--- Passage provided ---

Publication abstracts in Educational Data Mining and Learning Analytics:
  • Behrouz Minaei-Bidgoli, Deborah A. Kashy, Gerd Kortemeyer, and William F. Punch, Predicting Student Performance: An Application of Data Mining Methods with the Educational Web-Based System LON-CAPA, 33rd ASEE/IEEE Frontiers in Education Conference (2003)
    Newly developed web-based educational technologies offer researchers unique opportunities to study how students learn and what approaches to learning lead to success. Web-based systems routinely collect vast quantities of data on user patterns, and data mining methods can be applied to these databases. This paper presents an approach to classifying students in order to predict their final grade based on features extracted from logged data in an education web-based system. We design, implement, and evaluate a series of pattern classifiers and compare their performance on an online course dataset.


  • Behrouz Minaei-Bigdoli, Gerd Kortemeyer, William F. Punch, Mining Feature Importance: Applying Evolutionary Algorithms within a Web-Based Educational System, International Conference on Cybernetics and Information Technologies, Systems and Applications: CITSA 2004 (2004)
    A key objective of data mining is to uncover the hidden relationships among the objects in given data set. This paper represents an approach for classifying students in order to predict their final grades based on features extracted from logged data in an educational web-based system. By weighing feature vectors representing feature importance using a Genetic Algorithm we can optimize the prediction accuracy and obtain significant improvement over raw classification. This work represents a rigorous application of known classifiers as a means of analyzing and comparing use and performance of students who have taken a technical course that was partially/completely administered via the web.

---

→ **Activity list**:
1: Duplicate the part of the educational data mining abstracts between "Newly developed web-based" and "CITSA 2004 (2004)", inclusive.
2: From the educational data mining abstracts, list every author of the paper on predicting student performance with LON-CAPA.
The rows have nothing to do with this.

--- Record excerpts ---

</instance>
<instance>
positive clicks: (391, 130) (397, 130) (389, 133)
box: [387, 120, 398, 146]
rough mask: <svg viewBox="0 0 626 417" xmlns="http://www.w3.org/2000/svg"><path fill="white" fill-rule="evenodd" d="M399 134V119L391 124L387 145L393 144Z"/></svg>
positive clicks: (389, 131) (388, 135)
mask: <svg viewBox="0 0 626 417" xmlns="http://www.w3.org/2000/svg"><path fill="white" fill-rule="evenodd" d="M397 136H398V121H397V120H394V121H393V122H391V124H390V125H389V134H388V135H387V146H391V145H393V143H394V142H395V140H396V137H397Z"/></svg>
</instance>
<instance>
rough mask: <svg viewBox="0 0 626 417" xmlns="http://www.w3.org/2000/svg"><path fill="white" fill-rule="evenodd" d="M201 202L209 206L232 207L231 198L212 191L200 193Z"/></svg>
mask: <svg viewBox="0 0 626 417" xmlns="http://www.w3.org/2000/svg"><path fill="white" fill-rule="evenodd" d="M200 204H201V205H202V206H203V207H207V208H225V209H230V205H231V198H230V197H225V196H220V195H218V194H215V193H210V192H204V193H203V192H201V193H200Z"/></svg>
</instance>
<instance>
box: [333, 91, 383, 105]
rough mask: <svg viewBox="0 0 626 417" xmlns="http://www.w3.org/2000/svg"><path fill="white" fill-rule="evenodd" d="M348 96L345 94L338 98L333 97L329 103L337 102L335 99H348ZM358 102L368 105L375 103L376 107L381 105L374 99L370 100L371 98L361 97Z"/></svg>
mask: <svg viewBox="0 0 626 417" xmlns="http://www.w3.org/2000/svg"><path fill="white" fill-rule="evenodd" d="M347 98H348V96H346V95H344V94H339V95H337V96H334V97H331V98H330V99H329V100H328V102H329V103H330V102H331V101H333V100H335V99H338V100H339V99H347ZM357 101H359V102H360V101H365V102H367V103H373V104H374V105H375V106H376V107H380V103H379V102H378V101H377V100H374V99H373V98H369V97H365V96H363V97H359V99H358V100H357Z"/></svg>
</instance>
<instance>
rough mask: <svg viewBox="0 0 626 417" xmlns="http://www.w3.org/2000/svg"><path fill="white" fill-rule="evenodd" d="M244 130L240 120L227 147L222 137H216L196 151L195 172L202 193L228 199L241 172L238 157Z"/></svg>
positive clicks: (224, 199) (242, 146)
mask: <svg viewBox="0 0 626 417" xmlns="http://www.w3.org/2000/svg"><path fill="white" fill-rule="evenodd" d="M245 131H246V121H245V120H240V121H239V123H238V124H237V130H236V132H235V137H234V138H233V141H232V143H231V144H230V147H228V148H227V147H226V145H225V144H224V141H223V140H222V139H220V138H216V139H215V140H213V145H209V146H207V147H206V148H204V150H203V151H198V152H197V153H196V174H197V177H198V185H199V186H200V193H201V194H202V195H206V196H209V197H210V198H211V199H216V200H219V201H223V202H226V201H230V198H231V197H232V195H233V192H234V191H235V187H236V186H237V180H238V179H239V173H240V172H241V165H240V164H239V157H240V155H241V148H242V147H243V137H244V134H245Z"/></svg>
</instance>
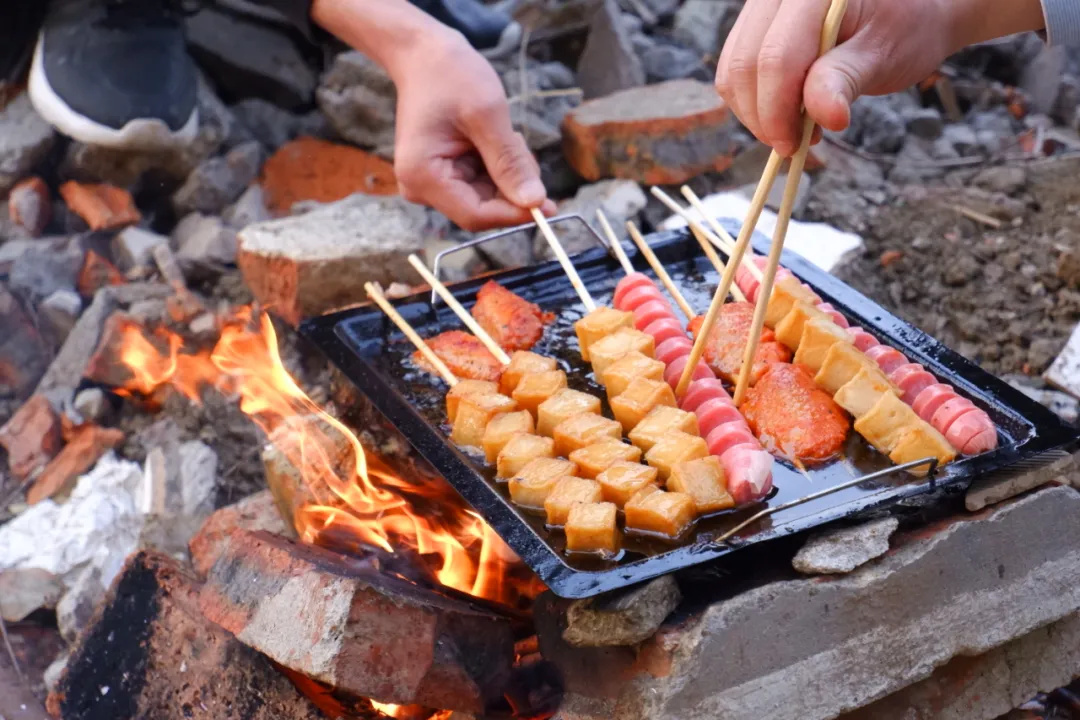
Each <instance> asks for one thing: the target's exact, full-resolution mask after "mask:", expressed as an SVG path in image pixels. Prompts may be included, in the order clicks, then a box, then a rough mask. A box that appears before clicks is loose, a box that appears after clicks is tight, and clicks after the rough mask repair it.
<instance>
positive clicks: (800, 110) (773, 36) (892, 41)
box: [716, 0, 1043, 155]
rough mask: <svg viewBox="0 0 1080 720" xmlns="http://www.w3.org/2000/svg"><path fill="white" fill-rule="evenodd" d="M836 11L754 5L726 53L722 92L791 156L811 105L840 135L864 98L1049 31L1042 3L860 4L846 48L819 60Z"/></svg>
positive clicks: (852, 10)
mask: <svg viewBox="0 0 1080 720" xmlns="http://www.w3.org/2000/svg"><path fill="white" fill-rule="evenodd" d="M828 5H829V0H747V2H746V4H745V5H744V8H743V11H742V13H740V15H739V19H738V21H737V22H735V25H734V27H733V28H732V30H731V35H730V36H729V37H728V40H727V42H726V43H725V45H724V51H723V52H721V53H720V60H719V64H718V65H717V70H716V89H717V91H718V92H719V93H720V95H721V96H723V97H724V99H725V100H726V101H727V104H728V105H729V107H731V109H732V110H733V111H734V113H735V114H737V116H738V117H739V119H740V120H741V121H742V123H743V124H744V125H745V126H746V128H747V130H750V131H751V132H752V133H753V134H754V135H755V136H756V137H757V138H758V139H759V140H761V141H762V142H765V144H766V145H770V146H772V147H773V148H774V149H775V150H777V152H779V153H780V154H782V155H789V154H792V153H793V152H795V150H796V149H797V147H798V142H799V133H800V126H801V121H800V114H801V108H802V106H804V104H805V107H806V111H807V112H808V113H809V114H810V117H811V118H813V120H814V121H815V122H816V123H818V124H819V125H821V126H822V127H824V128H826V130H829V131H836V132H839V131H842V130H845V128H847V126H848V124H849V122H850V120H851V104H852V103H853V101H854V100H855V98H856V97H859V96H860V95H863V94H866V95H885V94H887V93H894V92H897V91H900V90H903V89H905V87H908V86H909V85H912V84H914V83H916V82H918V81H920V80H922V79H924V78H926V77H927V76H929V74H930V73H931V72H932V71H933V70H934V69H935V68H936V67H937V66H939V65H940V64H941V63H942V60H943V59H944V58H945V57H947V56H948V55H950V54H951V53H954V52H956V51H957V50H959V49H960V47H963V46H964V45H968V44H971V43H974V42H981V41H983V40H988V39H990V38H996V37H1000V36H1004V35H1009V33H1012V32H1020V31H1022V30H1034V29H1039V28H1041V27H1042V24H1043V19H1042V11H1041V5H1040V2H1039V0H850V2H849V3H848V11H847V13H846V14H845V17H843V23H842V24H841V26H840V35H839V39H838V44H837V46H836V49H835V50H832V51H831V52H828V53H826V54H825V55H824V56H822V57H821V58H819V57H818V50H819V41H820V37H819V36H820V33H821V27H822V24H823V23H824V21H825V14H826V12H827V11H828ZM819 132H820V131H819Z"/></svg>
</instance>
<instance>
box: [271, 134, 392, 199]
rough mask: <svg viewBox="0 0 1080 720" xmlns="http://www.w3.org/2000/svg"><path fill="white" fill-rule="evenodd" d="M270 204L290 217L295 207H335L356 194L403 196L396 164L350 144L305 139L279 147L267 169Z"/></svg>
mask: <svg viewBox="0 0 1080 720" xmlns="http://www.w3.org/2000/svg"><path fill="white" fill-rule="evenodd" d="M261 186H262V190H264V191H265V192H266V199H267V206H268V207H269V208H270V209H271V210H272V212H273V213H275V214H278V215H287V214H288V212H289V209H291V208H292V207H293V204H294V203H298V202H300V201H301V200H314V201H318V202H321V203H329V202H334V201H335V200H341V199H342V198H347V196H349V195H351V194H352V193H354V192H363V193H366V194H369V195H394V194H397V179H396V177H395V176H394V168H393V166H392V165H391V164H390V163H388V162H387V161H386V160H382V159H381V158H377V157H376V155H373V154H369V153H367V152H364V151H363V150H361V149H359V148H354V147H352V146H349V145H338V144H336V142H327V141H326V140H319V139H315V138H313V137H300V138H297V139H295V140H293V141H292V142H287V144H285V145H283V146H281V148H279V149H278V152H275V153H274V154H273V155H271V158H270V160H268V161H267V162H266V164H265V165H264V166H262V179H261Z"/></svg>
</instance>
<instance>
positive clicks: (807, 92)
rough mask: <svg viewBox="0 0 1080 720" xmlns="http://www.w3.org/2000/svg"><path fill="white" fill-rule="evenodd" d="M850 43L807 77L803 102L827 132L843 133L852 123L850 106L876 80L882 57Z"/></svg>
mask: <svg viewBox="0 0 1080 720" xmlns="http://www.w3.org/2000/svg"><path fill="white" fill-rule="evenodd" d="M860 45H861V43H859V41H858V40H849V41H848V42H846V43H843V44H842V45H839V46H837V47H835V49H834V50H831V51H829V52H828V53H826V54H825V55H823V56H822V57H820V58H819V59H818V60H816V62H815V63H814V64H813V65H812V66H810V72H809V73H807V80H806V83H805V84H804V86H802V100H804V103H805V105H806V109H807V112H809V113H810V117H811V118H813V119H814V122H816V123H818V124H819V125H821V126H822V127H824V128H825V130H829V131H833V132H840V131H843V130H847V127H848V125H849V124H850V122H851V104H852V103H854V101H855V98H858V97H859V96H860V95H861V94H862V93H863V92H864V91H865V90H866V89H867V87H868V86H869V85H870V84H872V78H874V77H876V76H877V72H878V64H879V62H880V60H879V54H878V53H876V52H874V51H869V50H867V49H864V47H861V46H860Z"/></svg>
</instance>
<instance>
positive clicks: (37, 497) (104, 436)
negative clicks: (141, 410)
mask: <svg viewBox="0 0 1080 720" xmlns="http://www.w3.org/2000/svg"><path fill="white" fill-rule="evenodd" d="M123 439H124V434H123V432H121V431H119V430H113V429H110V427H99V426H98V425H82V426H80V427H77V429H76V430H75V432H73V434H72V436H71V439H70V440H68V444H67V445H65V446H64V449H63V450H60V451H59V454H57V456H56V457H55V458H53V459H52V460H51V461H50V463H49V464H48V465H45V468H44V470H43V471H41V475H39V476H38V478H37V479H36V480H35V481H33V485H31V486H30V489H29V491H28V492H27V493H26V502H28V503H29V504H31V505H33V504H35V503H39V502H41V501H42V500H44V499H45V498H52V497H53V495H55V494H57V493H60V492H65V491H67V490H68V489H70V486H71V484H72V483H75V480H76V479H77V478H78V477H79V476H80V475H82V474H84V473H86V472H87V471H89V470H90V468H91V467H93V466H94V463H96V462H97V461H98V459H100V457H102V456H103V454H105V453H106V451H108V450H111V449H112V448H114V447H117V446H118V445H120V444H121V443H122V441H123Z"/></svg>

---

→ **Answers to this exercise**:
1:
Newly developed web-based educational technologies offer researchers unique opportunities to study how students learn and what approaches to learning lead to success. Web-based systems routinely collect vast quantities of data on user patterns, and data mining methods can be applied to these databases. This paper presents an approach to classifying students in order to predict their final grade based on features extracted from logged data in an education web-based system. We design, implement, and evaluate a series of pattern classifiers and compare their performance on an online course dataset.


  • Behrouz Minaei-Bigdoli, Gerd Kortemeyer, William F. Punch, Mining Feature Importance: Applying Evolutionary Algorithms within a Web-Based Educational System, International Conference on Cybernetics and Information Technologies, Systems and Applications: CITSA 2004 (2004)

2: Behrouz Minaei-Bidgoli, Deborah A. Kashy, Gerd Kortemeyer, William F. Punch